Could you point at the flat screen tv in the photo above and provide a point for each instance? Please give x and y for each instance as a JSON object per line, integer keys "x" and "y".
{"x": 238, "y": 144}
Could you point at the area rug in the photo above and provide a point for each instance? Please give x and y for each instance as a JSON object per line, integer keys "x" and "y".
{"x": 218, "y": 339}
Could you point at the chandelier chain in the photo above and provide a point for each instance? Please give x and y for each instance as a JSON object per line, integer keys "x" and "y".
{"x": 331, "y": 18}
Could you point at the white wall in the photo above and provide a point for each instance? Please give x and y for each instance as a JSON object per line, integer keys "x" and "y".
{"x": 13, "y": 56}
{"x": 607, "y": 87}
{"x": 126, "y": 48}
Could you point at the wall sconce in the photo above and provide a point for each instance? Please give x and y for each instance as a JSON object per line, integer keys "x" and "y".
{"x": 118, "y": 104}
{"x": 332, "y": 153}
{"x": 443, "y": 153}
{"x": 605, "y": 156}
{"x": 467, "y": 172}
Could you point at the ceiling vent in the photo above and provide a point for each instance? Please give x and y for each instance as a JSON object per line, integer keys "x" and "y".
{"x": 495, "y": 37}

- **Instructions for the task**: Return the full material unchanged.

- **Answer for this exercise**:
Could you point at the flat screen tv in the photo above and provide a point for each instance? Please give x and y for each instance as a JSON object per line, integer keys "x" and "y".
{"x": 238, "y": 144}
Could you point at the area rug in the photo above and provide a point for each instance? Please give x and y for each instance as a JSON object per line, integer keys "x" and "y".
{"x": 218, "y": 339}
Could you point at the chandelier chain in the photo above and provide a point for each instance? Please give x and y for each instance as a JSON object per line, integer keys "x" and "y".
{"x": 331, "y": 18}
Could you point at the white wall in the photo above and provide a point for each instance? Please give x and y for each instance as a JSON object per line, integer keys "x" and "y".
{"x": 13, "y": 56}
{"x": 607, "y": 87}
{"x": 126, "y": 48}
Could you point at the wall sconce in the photo above and provide a point for each instance? Please give x and y for each instance as a JSON object per line, integer keys "x" and "y".
{"x": 118, "y": 104}
{"x": 332, "y": 153}
{"x": 443, "y": 153}
{"x": 605, "y": 156}
{"x": 467, "y": 172}
Could you point at the ceiling vent in the photo above and provide a point for each instance? Please give x and y for each instance as a JSON object per line, integer keys "x" and "y".
{"x": 495, "y": 37}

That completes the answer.